#### OBJECTIVE
From the line containing "of the white" through the last line of the data, return those lines exactly as written and nothing more.

#### LISTED ENTRIES

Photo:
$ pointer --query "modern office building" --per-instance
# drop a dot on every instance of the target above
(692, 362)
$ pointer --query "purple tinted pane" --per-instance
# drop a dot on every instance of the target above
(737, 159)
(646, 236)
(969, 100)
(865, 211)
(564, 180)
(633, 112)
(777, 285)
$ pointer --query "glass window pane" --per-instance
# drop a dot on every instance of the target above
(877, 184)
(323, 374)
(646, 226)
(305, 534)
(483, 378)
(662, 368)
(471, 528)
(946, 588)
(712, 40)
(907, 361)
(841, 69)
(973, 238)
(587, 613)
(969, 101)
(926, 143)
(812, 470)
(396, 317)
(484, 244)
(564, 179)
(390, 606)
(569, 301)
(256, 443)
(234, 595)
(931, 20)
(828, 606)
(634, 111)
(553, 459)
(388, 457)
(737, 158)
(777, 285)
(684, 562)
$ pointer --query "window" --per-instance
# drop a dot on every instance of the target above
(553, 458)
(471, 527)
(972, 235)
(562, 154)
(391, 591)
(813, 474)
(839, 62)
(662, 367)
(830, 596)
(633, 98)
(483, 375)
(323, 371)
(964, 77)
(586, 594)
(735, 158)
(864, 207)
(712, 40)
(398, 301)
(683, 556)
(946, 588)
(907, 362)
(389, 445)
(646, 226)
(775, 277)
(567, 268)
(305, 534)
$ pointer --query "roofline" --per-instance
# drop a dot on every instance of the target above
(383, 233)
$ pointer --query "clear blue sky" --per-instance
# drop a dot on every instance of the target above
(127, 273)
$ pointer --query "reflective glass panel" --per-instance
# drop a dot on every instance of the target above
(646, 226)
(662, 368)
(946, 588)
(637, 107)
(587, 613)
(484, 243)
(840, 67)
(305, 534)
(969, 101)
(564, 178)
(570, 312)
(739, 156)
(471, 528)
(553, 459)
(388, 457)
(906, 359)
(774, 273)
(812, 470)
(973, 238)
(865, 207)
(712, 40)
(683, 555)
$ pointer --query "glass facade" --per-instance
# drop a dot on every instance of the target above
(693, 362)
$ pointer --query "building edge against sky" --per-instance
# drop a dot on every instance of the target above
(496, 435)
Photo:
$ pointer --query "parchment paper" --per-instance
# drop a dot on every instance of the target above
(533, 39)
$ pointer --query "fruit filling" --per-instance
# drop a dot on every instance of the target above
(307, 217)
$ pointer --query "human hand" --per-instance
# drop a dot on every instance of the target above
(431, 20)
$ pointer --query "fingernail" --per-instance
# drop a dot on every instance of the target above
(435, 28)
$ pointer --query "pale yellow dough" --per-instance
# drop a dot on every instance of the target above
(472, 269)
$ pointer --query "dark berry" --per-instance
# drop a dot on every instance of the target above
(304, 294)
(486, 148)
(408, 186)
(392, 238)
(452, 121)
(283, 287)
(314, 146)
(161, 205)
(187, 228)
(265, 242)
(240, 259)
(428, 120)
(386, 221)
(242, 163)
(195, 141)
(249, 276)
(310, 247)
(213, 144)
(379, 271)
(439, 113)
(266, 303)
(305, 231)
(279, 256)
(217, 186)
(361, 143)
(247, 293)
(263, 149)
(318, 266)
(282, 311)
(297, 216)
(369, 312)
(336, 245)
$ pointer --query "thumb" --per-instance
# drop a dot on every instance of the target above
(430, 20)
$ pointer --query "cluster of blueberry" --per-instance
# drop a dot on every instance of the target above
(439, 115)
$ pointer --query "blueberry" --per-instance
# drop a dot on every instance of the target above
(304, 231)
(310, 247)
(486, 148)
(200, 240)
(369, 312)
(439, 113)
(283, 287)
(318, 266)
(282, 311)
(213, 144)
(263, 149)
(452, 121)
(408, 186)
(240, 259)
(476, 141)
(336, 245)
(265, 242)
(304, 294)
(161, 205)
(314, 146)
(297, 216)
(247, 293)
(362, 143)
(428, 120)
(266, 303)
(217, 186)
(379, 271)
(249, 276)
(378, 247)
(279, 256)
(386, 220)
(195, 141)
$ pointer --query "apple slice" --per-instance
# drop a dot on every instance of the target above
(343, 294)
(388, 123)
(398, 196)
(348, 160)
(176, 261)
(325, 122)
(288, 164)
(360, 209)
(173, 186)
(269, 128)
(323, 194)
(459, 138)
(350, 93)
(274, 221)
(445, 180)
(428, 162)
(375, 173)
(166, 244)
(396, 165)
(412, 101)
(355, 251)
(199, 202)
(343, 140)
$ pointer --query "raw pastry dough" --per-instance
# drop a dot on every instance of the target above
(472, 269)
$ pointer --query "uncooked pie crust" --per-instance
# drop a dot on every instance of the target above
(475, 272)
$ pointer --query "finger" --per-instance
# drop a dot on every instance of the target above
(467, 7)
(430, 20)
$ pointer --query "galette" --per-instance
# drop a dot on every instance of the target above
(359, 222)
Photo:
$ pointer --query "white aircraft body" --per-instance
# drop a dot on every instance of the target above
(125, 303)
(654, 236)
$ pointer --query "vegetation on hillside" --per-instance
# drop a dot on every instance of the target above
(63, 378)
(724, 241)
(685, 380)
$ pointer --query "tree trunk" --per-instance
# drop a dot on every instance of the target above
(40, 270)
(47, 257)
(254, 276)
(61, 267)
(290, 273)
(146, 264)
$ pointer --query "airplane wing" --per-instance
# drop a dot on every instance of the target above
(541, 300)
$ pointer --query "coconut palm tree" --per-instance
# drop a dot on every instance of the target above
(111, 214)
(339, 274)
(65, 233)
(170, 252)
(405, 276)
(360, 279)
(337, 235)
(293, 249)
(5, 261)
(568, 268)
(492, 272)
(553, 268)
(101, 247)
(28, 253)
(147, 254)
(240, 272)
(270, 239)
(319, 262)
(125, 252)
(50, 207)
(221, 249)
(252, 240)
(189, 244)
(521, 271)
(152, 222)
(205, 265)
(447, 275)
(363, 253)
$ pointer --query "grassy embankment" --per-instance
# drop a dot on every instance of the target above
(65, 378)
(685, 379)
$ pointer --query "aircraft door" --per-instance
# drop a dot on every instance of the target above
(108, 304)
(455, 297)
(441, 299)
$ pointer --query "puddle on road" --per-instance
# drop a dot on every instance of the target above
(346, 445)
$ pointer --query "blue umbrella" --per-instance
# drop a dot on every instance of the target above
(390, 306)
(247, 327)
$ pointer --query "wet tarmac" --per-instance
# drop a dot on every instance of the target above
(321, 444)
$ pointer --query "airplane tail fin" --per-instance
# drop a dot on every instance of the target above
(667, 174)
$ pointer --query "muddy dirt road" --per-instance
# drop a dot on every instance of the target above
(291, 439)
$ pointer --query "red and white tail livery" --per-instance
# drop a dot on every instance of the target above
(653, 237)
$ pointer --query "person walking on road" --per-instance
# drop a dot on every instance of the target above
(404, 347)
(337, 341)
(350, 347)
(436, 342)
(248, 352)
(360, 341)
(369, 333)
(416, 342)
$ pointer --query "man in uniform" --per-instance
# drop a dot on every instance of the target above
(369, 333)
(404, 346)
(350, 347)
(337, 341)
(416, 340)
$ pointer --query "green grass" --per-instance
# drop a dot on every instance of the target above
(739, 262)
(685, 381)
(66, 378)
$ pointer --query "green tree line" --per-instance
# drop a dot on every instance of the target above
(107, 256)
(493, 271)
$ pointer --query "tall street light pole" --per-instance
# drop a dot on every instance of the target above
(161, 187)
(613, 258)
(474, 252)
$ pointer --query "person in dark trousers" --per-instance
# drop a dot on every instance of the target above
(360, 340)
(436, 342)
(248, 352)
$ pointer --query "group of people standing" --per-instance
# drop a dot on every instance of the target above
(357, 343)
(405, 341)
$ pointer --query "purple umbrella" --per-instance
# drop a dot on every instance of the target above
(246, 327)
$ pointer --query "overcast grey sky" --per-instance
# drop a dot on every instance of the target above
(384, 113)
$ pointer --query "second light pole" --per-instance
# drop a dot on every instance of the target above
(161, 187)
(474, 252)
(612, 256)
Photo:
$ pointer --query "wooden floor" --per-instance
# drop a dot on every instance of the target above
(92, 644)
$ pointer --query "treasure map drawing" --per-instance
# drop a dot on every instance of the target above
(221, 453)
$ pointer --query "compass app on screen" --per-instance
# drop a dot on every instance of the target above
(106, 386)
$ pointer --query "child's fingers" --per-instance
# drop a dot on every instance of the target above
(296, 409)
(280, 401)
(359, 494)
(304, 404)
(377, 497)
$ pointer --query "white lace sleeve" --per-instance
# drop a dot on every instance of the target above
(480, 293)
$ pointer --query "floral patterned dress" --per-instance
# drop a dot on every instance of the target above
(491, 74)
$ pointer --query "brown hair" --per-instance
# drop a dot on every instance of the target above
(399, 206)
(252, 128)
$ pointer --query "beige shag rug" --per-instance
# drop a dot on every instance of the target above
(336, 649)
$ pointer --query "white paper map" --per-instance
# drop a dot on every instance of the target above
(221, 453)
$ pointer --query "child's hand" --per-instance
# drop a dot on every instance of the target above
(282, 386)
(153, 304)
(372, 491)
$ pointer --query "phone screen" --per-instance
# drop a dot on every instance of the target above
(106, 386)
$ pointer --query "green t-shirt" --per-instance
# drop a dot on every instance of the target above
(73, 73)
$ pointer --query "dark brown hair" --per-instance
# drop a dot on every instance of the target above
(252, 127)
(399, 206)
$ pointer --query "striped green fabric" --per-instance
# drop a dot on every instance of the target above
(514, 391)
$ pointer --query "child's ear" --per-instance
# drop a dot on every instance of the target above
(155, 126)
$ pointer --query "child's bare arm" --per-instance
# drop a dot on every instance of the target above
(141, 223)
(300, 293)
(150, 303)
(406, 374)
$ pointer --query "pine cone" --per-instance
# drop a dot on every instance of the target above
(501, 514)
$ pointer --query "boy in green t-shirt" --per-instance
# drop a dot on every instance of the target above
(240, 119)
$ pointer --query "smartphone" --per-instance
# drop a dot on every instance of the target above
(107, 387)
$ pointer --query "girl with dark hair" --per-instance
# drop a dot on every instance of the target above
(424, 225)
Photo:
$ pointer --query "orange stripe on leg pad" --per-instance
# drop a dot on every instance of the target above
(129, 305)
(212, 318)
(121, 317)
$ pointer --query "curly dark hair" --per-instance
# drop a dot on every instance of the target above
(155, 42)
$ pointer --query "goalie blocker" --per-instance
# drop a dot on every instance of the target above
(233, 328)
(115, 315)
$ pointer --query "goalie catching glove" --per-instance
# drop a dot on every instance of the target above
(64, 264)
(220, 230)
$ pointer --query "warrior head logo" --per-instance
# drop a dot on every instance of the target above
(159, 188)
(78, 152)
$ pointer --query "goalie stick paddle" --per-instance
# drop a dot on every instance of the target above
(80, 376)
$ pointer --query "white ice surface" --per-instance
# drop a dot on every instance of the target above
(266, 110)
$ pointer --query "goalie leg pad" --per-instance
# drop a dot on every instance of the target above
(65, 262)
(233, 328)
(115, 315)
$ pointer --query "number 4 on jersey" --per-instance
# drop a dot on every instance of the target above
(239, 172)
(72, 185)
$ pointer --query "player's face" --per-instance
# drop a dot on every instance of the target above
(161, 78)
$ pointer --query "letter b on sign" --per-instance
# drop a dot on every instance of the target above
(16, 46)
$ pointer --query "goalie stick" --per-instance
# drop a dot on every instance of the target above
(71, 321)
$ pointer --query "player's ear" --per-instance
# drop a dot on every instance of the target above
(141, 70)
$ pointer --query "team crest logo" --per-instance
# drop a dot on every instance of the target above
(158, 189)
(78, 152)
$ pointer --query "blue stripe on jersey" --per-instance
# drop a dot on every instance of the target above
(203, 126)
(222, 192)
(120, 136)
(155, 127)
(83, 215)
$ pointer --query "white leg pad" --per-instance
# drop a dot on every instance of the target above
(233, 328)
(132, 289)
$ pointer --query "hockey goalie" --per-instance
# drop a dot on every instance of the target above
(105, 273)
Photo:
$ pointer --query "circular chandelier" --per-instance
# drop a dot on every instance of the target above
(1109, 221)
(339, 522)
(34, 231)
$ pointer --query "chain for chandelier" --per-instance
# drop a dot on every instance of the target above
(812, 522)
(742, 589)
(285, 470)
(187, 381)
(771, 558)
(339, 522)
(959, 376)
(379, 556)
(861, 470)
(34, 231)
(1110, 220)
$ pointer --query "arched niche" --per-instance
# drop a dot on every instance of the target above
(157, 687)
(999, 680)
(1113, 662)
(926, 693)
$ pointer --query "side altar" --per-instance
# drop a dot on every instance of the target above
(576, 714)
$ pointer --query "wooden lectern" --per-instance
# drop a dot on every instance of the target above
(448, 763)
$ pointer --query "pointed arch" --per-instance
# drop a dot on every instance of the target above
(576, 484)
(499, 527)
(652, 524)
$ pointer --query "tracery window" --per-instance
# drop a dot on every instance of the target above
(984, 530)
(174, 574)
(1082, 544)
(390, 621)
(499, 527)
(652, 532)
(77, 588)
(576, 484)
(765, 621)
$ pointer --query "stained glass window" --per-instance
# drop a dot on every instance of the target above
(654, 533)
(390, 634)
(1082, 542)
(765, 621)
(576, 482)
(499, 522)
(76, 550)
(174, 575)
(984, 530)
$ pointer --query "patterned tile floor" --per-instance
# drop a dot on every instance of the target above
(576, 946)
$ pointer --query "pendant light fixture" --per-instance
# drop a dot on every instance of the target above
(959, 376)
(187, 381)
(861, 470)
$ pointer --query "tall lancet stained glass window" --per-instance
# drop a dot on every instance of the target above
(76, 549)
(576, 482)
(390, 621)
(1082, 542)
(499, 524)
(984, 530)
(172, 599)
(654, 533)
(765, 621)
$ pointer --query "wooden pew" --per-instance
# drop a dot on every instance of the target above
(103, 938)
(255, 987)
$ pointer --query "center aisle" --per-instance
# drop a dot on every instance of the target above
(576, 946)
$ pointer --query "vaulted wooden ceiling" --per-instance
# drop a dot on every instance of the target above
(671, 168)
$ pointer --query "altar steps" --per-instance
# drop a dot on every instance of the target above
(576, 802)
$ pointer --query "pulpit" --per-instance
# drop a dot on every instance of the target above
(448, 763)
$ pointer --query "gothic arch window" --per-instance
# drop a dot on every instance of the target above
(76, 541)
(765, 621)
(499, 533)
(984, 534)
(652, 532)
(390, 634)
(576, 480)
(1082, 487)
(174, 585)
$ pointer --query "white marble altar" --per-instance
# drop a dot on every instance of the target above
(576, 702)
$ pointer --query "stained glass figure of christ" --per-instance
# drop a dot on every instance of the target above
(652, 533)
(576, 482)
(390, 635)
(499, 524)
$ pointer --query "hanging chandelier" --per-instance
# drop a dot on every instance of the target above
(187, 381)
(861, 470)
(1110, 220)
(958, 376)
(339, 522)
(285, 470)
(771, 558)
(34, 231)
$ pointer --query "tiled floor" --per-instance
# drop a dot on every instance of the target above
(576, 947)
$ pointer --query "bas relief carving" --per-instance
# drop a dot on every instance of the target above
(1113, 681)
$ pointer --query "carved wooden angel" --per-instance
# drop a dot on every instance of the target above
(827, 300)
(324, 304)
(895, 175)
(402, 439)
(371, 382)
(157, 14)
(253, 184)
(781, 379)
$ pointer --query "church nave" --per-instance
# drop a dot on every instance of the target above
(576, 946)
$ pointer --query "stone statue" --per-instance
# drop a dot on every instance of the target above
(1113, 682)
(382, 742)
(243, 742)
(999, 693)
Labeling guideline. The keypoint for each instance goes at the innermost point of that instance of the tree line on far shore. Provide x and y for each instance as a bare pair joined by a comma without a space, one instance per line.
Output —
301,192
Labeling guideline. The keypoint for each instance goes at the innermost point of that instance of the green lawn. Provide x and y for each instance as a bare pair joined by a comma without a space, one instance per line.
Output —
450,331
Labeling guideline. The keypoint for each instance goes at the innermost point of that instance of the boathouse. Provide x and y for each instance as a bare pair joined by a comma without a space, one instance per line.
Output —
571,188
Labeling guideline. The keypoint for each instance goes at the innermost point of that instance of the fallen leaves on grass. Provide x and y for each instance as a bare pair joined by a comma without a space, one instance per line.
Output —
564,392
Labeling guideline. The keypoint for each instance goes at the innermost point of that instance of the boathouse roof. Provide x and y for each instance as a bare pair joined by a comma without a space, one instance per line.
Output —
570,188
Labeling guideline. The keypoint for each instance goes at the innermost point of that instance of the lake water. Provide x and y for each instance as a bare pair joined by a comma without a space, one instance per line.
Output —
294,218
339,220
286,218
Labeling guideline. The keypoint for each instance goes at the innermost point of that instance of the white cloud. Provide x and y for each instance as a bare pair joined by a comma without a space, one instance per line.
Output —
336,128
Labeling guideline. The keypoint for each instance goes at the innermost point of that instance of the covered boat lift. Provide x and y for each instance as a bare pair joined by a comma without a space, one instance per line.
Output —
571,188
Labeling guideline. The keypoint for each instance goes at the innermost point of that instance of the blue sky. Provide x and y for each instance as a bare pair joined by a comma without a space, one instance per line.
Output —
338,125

#### EXERCISE OUTPUT
Labeling guideline. The keypoint for each instance goes at the innermost point of that instance of the white cloud. Provide x and y for each instance as a bare pair joined by a comma without a space, one instance per line.
Output —
336,128
Labeling guideline. The keypoint for each instance goes at the innermost point of that instance of the covered boat lift. Provide x and y for each instance as a bare pair joined by a comma without a space, one instance per line.
Output —
571,188
Labeling guideline. The keypoint for each instance goes at the innermost point of that instance of the blue sky. Provide x and y for each instance as a bare pair joined by a comma without a space, one instance per line.
Output —
338,125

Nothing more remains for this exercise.